DATASET CONTENT:
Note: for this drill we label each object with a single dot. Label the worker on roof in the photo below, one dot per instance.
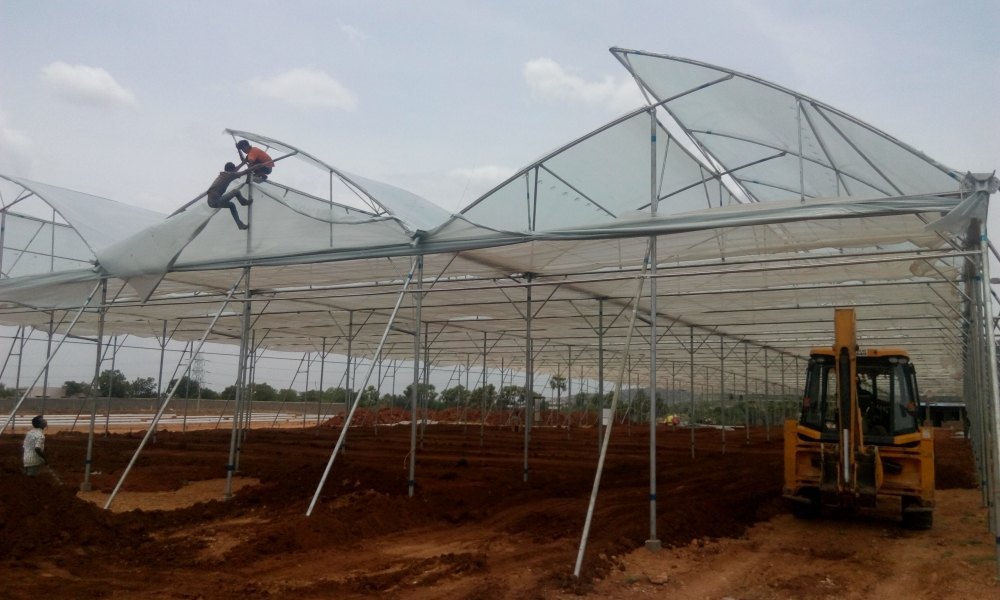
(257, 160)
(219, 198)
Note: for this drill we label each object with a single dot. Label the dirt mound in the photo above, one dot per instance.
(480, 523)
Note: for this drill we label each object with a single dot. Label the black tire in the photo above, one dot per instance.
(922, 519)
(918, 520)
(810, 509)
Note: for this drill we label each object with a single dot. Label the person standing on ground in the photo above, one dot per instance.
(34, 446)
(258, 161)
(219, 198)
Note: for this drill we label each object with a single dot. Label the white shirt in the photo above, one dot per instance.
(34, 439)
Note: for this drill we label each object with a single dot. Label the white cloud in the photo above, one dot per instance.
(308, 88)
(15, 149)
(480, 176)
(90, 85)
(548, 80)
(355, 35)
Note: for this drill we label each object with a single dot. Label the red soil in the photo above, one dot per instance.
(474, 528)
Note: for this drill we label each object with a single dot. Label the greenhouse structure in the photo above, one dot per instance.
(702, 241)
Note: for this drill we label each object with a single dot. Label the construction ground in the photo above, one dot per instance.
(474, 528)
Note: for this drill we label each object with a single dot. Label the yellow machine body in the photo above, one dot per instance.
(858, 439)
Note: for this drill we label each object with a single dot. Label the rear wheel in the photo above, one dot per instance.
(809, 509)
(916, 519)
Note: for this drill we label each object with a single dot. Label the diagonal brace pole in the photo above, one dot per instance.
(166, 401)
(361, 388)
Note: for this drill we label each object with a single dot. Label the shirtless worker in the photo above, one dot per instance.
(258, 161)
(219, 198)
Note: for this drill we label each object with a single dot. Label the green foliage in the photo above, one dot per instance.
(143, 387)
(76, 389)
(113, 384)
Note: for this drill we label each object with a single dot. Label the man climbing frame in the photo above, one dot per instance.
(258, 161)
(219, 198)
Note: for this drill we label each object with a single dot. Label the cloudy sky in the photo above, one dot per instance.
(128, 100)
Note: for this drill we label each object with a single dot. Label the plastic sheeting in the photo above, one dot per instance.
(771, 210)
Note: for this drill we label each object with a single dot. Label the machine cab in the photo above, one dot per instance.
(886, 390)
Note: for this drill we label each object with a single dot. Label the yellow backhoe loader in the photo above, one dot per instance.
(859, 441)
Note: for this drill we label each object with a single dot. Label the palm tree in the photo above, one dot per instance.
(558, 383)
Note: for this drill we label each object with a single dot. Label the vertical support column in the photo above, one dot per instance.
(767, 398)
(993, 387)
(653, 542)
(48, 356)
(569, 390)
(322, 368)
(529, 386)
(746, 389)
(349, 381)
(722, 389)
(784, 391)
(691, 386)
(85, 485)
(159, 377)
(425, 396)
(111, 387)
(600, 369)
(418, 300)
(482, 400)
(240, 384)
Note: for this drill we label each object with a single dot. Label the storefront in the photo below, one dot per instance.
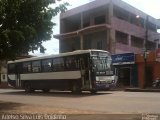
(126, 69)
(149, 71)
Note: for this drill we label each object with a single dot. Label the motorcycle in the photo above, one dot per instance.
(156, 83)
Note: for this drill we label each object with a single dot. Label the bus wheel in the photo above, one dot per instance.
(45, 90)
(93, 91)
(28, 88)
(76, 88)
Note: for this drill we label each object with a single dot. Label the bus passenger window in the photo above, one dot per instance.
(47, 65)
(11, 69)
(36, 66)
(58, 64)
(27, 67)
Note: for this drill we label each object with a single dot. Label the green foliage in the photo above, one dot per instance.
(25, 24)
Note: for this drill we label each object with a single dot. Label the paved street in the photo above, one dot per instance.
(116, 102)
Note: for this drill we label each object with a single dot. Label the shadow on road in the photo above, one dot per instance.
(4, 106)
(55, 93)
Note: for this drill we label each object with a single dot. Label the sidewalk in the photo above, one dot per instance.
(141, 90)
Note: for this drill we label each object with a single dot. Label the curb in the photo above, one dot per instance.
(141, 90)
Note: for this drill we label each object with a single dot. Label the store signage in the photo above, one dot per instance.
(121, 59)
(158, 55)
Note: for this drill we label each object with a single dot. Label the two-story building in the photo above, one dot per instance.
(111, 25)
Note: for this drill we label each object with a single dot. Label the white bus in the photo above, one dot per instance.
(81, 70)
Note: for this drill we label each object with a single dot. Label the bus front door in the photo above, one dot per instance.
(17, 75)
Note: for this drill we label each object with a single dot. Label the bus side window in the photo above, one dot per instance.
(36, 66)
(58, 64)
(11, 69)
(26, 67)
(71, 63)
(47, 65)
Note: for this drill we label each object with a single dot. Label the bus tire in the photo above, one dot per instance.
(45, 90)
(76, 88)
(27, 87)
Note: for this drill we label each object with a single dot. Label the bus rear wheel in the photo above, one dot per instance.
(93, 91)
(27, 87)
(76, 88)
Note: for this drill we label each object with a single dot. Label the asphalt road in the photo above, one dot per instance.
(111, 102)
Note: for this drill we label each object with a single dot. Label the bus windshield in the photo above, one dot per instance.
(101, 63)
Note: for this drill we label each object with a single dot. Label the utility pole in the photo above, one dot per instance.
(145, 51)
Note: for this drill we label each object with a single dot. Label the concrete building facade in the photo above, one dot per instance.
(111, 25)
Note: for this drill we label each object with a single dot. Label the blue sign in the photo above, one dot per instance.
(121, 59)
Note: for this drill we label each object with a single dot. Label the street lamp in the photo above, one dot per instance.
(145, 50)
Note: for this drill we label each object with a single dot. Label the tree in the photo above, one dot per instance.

AIM:
Rewrite the listing from the line that has "the bus windshield" through its end, changing "drill" to "exercise" and keeping everything else the same.

RESPONSE:
Note: for this exercise we label each object with a single dot. Label the bus windshield in the photo above, one dot per instance.
(101, 63)
Note: for this exercise we label each object with a single dot. Label the utility pole in the photo above, one dot per instance.
(145, 51)
Note: for this exercise we label each object with a single dot. Label the concrete building facade in the photo above, one dot per instance.
(111, 25)
Note: for this exercise we label each object with a single dot. Label the blue sign in the photo above, one dot per instance.
(121, 59)
Note: for this exercise we label each object with a single dot. Label the street lamp in the photo above, one dot per instance.
(145, 50)
Note: for this exercise we label each object with a single dot. Label the tree in the photo above, one dot per instance.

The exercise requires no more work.